To be done ▸ Please rewrite the lines starting with the one containing "target | player number on blurred jersey" and going on through the end of the records, requests included. Offset every coordinate in the answers by -89, and leave the requests and their sample points unchanged.

Object point labels:
────────
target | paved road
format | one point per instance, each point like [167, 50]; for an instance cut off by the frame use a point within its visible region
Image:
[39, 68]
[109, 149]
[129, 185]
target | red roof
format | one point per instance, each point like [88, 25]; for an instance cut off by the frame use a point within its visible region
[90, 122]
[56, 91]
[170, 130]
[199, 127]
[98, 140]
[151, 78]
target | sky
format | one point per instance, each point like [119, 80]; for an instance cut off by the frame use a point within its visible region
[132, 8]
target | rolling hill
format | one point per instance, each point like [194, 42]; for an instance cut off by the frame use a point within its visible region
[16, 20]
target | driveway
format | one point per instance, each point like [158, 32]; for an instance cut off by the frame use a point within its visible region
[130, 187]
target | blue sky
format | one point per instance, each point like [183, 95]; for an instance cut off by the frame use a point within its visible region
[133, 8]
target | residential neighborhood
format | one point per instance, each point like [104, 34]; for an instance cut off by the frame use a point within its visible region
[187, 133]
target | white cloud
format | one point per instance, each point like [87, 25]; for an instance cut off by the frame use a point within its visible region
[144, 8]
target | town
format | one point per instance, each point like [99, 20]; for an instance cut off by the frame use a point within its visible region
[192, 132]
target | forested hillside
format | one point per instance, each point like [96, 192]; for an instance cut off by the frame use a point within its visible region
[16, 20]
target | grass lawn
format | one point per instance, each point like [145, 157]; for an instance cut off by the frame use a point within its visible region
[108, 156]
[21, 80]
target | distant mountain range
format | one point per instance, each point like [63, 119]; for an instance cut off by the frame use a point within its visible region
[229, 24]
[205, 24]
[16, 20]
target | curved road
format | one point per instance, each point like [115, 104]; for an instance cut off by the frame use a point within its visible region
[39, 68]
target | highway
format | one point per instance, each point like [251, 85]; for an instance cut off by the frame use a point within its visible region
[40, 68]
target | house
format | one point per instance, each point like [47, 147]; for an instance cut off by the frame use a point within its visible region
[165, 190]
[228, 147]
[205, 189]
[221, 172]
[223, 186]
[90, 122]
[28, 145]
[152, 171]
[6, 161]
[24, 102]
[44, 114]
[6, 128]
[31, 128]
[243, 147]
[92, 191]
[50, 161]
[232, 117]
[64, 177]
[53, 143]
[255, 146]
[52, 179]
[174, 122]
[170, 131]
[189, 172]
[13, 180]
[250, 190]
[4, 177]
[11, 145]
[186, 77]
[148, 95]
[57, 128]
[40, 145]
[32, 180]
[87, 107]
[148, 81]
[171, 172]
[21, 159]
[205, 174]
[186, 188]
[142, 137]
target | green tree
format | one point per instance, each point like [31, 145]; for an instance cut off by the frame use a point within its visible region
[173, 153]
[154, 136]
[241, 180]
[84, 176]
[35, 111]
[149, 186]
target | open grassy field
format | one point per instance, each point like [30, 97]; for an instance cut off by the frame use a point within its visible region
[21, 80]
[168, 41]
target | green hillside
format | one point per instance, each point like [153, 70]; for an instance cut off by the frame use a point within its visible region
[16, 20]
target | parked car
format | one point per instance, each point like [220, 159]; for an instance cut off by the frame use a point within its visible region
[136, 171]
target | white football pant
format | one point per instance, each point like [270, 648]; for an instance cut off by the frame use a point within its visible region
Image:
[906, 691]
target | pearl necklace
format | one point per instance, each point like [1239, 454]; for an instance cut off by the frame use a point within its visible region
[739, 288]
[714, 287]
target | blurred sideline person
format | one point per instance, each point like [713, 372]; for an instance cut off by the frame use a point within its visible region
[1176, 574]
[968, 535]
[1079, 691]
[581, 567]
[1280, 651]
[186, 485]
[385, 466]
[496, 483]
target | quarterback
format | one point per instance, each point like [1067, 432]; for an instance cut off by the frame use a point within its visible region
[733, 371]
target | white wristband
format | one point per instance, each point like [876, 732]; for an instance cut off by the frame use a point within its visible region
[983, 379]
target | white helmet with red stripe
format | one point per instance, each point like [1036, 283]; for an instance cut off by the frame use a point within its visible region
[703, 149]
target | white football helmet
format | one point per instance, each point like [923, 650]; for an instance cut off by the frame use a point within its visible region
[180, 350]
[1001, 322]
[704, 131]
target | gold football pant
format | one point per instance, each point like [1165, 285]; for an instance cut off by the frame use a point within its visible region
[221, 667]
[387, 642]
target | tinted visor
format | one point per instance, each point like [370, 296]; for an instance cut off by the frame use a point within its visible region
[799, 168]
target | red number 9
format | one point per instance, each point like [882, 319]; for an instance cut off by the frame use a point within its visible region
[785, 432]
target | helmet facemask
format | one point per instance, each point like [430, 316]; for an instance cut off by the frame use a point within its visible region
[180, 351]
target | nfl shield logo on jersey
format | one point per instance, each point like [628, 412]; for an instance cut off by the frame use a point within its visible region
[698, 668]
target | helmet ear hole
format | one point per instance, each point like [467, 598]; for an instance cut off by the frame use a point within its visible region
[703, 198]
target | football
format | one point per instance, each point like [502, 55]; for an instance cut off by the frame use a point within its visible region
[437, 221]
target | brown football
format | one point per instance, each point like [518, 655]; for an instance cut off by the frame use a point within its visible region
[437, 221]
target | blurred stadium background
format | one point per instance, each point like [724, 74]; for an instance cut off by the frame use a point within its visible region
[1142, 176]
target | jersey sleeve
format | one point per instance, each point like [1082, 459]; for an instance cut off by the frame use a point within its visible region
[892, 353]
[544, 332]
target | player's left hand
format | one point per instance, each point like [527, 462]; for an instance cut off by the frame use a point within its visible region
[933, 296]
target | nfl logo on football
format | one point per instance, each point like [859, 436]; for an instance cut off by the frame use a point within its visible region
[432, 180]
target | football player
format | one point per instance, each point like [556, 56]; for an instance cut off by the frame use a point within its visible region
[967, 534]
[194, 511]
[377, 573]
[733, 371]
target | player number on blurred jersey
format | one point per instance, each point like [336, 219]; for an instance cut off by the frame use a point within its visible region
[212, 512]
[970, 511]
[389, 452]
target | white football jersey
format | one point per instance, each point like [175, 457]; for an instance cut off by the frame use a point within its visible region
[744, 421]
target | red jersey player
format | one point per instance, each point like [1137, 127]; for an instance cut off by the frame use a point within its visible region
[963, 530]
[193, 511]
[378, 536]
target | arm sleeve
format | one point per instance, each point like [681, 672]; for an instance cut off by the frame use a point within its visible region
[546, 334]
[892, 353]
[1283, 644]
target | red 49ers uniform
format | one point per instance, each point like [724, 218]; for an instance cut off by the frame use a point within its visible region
────────
Result below ▸
target | player number on blurred jersey
format | one point per instance, each point like [336, 219]; for an instance cut off by the frame use a point within its visible region
[123, 423]
[881, 422]
[300, 363]
target | white football jersey
format | one point per instance, each point like [175, 457]; for an instance cut off by the frame use a point within its visible region
[655, 332]
target | red jersey player
format | one point per instance, each point like [1137, 127]; for an instance cut off by the frame use a point within its visible region
[874, 441]
[104, 422]
[289, 447]
target | arm sleeve
format | one point per instance, each point like [681, 672]; for an instance cut off by the frame use a point within its visible region
[457, 245]
[803, 264]
[1194, 555]
target | red 49ers uniform
format | one point per instance, each point like [724, 218]; for an instance cut off by the frame use a point within its visible region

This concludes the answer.